[Records of point placements]
"""
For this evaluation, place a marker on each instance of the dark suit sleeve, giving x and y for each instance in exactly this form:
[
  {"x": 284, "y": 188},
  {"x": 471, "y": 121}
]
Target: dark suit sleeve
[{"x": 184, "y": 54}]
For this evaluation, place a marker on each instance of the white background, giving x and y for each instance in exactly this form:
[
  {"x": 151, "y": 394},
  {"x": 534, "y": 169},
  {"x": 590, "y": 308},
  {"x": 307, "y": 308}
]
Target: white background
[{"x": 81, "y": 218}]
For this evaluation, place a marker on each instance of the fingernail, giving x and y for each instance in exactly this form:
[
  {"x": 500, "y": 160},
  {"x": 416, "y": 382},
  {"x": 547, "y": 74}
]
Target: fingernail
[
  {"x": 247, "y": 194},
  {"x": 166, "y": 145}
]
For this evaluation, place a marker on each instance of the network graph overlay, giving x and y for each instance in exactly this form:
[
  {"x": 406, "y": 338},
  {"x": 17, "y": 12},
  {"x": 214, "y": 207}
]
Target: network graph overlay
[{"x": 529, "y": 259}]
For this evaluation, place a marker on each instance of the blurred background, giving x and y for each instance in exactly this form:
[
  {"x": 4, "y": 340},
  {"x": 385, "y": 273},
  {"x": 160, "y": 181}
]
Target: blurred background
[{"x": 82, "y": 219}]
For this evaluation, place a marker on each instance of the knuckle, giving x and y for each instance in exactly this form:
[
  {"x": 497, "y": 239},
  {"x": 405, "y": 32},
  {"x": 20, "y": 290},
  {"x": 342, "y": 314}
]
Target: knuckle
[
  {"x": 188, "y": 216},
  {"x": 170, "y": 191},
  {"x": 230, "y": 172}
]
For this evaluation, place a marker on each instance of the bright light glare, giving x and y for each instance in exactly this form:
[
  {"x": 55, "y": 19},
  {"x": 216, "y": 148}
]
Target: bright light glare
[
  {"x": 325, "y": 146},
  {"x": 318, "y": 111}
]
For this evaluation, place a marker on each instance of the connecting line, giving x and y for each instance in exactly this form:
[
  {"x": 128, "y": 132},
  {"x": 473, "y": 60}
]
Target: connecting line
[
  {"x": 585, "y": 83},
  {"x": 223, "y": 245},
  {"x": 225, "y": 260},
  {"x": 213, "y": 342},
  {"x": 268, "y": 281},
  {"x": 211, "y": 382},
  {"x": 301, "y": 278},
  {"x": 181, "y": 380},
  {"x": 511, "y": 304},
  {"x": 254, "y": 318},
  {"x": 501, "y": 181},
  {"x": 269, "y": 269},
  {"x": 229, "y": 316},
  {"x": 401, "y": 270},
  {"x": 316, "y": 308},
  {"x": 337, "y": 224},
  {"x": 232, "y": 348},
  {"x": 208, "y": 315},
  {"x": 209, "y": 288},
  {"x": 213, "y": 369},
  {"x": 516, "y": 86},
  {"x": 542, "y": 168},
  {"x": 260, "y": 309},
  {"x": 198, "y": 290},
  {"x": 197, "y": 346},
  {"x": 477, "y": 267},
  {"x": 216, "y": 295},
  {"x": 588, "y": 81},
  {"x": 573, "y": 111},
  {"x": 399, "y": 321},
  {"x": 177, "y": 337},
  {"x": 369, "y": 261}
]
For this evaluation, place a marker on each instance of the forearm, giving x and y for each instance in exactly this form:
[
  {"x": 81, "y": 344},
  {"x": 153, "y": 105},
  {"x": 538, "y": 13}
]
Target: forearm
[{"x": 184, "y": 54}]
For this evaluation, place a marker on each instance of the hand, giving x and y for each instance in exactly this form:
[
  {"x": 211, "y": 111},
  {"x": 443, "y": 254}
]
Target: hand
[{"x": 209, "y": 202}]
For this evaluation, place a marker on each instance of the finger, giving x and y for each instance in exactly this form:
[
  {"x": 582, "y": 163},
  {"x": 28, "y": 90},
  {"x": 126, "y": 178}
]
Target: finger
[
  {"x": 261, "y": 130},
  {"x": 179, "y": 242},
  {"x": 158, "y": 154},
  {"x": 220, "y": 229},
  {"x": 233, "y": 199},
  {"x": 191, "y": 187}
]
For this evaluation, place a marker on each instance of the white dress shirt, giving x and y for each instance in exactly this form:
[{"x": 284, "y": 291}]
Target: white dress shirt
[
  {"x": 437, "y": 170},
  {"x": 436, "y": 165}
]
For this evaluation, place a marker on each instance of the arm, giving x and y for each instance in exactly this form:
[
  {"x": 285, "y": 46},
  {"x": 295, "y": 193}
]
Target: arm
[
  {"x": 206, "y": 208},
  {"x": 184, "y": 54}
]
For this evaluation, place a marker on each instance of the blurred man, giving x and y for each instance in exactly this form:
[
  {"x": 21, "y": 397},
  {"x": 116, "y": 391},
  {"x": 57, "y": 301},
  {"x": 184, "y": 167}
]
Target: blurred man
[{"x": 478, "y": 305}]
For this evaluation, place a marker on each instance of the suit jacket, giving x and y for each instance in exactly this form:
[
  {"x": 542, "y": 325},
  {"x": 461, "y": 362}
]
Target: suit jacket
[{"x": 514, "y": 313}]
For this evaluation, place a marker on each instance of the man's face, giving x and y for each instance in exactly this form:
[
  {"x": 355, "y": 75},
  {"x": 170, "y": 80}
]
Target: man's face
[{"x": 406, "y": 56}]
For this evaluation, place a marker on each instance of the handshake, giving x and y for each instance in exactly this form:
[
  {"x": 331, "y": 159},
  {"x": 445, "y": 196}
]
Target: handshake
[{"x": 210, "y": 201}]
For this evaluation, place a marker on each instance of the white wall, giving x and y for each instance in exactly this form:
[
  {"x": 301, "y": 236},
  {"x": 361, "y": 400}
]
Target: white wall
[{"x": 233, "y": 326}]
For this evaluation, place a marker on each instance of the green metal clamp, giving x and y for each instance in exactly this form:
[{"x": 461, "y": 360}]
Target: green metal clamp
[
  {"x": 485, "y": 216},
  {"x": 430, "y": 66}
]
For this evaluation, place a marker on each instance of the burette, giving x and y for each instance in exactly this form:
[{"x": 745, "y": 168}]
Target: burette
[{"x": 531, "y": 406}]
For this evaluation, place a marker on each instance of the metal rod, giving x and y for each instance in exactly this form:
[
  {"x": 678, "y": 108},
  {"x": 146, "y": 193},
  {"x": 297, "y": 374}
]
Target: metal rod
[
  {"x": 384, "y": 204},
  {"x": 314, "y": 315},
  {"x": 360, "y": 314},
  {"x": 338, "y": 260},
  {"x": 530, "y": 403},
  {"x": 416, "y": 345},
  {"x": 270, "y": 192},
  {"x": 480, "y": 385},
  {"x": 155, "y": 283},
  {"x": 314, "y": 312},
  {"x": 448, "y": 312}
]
"""
"""
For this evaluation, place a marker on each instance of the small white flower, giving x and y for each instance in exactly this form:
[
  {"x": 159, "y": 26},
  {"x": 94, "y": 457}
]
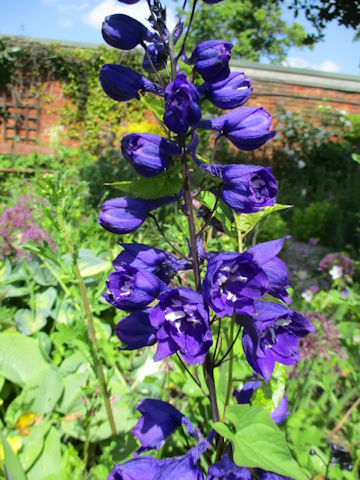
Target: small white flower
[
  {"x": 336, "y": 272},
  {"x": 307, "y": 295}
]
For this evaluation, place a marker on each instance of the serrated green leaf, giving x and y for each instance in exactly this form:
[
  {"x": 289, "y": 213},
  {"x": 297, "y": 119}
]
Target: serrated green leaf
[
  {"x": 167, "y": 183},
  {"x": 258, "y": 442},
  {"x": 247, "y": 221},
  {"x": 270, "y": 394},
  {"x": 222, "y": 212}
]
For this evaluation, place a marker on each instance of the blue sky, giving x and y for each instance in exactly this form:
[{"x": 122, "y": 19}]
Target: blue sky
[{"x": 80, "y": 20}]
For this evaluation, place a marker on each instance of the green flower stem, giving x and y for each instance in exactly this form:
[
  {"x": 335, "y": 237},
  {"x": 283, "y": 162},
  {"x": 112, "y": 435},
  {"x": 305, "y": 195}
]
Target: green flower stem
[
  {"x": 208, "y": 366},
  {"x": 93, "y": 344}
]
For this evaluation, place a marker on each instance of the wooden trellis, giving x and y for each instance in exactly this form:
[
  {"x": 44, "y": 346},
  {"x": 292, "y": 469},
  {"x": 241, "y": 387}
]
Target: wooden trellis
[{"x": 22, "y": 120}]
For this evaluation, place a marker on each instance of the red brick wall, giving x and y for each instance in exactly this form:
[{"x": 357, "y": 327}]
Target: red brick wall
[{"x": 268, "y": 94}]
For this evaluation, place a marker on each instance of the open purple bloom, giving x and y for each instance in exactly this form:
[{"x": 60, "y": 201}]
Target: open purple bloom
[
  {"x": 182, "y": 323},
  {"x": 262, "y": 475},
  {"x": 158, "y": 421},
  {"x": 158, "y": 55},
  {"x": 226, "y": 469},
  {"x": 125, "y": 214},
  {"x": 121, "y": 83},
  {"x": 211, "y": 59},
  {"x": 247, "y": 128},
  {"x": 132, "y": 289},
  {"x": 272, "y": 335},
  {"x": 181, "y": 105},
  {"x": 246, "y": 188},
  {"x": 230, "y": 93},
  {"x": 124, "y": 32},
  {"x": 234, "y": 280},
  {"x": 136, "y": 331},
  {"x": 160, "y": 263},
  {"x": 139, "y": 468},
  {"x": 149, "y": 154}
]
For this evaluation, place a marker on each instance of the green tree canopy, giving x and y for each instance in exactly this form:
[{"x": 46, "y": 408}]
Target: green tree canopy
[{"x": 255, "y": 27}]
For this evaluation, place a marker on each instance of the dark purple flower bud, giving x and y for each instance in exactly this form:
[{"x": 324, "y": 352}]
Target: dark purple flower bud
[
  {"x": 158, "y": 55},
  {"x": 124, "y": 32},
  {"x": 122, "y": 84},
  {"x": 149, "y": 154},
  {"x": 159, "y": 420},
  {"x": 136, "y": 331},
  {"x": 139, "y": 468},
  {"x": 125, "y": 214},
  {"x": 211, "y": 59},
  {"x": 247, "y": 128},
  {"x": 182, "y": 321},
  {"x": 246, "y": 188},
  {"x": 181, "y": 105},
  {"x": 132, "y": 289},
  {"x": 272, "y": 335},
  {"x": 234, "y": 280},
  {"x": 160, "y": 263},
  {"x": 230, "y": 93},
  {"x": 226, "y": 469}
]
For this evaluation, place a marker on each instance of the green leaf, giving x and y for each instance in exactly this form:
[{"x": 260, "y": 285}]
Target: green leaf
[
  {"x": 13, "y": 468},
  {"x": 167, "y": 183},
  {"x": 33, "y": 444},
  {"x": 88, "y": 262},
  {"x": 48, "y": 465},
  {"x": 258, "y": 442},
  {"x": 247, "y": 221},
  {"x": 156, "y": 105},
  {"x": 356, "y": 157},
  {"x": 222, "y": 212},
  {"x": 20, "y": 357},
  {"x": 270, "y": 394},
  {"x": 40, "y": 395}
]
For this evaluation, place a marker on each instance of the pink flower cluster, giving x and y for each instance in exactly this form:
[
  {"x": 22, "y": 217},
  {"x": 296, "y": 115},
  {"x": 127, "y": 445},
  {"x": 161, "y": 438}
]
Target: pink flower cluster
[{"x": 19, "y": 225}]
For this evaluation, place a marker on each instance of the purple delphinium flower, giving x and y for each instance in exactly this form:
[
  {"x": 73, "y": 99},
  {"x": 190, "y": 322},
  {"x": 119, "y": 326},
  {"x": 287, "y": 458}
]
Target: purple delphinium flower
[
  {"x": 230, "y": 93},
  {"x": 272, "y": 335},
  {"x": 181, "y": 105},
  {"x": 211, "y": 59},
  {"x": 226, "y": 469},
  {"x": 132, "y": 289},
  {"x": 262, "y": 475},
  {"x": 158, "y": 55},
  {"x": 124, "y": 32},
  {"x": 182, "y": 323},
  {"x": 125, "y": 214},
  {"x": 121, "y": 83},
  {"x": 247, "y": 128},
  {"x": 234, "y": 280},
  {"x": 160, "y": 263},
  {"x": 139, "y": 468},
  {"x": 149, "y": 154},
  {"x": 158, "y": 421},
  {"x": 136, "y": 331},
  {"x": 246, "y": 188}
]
"""
"""
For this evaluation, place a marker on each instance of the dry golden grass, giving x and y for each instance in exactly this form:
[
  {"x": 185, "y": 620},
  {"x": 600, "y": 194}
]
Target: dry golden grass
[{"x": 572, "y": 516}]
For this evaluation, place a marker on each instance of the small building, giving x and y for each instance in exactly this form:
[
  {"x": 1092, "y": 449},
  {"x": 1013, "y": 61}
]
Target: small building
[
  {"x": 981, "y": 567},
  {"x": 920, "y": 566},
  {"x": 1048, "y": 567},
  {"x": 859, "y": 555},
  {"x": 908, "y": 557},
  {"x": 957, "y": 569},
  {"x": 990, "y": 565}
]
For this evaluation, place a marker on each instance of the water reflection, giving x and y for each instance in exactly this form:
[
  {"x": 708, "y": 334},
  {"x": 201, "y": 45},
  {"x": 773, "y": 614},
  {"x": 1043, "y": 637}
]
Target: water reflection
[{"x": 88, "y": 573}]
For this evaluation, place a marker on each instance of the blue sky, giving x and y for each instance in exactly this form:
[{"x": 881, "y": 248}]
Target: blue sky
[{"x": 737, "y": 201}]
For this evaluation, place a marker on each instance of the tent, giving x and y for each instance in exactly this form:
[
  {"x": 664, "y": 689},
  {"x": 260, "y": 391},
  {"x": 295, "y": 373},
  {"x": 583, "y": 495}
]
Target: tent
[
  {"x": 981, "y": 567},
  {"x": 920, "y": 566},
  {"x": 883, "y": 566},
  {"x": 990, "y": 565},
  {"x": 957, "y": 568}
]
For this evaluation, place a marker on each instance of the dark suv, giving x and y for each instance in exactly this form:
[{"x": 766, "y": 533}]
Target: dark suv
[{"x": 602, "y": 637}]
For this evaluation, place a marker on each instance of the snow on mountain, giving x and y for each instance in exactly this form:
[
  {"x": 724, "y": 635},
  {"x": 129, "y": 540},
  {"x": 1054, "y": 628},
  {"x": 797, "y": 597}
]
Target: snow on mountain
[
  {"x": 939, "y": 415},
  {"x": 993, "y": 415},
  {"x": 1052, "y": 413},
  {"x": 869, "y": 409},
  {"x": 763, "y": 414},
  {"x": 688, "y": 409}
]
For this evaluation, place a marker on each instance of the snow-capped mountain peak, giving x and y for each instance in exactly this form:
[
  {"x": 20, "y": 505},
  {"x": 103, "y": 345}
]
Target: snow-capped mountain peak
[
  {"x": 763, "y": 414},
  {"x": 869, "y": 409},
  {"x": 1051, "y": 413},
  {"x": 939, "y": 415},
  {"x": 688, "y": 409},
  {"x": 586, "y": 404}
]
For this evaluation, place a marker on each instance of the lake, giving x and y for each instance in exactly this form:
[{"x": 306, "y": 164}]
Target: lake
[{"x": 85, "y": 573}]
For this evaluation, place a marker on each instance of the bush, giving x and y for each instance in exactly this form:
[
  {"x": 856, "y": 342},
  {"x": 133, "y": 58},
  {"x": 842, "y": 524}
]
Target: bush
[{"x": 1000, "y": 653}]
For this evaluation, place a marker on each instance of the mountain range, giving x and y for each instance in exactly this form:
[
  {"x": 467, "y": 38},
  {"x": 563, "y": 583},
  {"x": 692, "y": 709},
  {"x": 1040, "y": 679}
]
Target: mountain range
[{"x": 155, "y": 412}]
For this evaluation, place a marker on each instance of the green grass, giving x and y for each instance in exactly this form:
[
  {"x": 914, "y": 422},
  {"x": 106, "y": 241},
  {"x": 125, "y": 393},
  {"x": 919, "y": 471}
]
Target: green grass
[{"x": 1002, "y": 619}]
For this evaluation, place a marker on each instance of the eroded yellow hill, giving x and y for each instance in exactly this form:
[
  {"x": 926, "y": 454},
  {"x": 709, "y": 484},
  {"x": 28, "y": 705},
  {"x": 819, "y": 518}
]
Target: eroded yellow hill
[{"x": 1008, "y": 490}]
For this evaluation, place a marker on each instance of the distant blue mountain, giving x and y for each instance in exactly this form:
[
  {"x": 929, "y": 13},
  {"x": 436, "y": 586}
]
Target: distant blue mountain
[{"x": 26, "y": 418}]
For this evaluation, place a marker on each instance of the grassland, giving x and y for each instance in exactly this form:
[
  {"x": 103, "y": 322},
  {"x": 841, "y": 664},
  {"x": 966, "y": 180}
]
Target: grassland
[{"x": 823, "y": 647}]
"""
◆ **WRITTEN INSTRUCTION**
Show in full each line of the material that contains the word "bright".

◆ **WRITTEN RESPONSE**
For this evaluation, place a marker on each instance of the bright light glare, giving x and y for each instance in exactly this form:
Target: bright light glare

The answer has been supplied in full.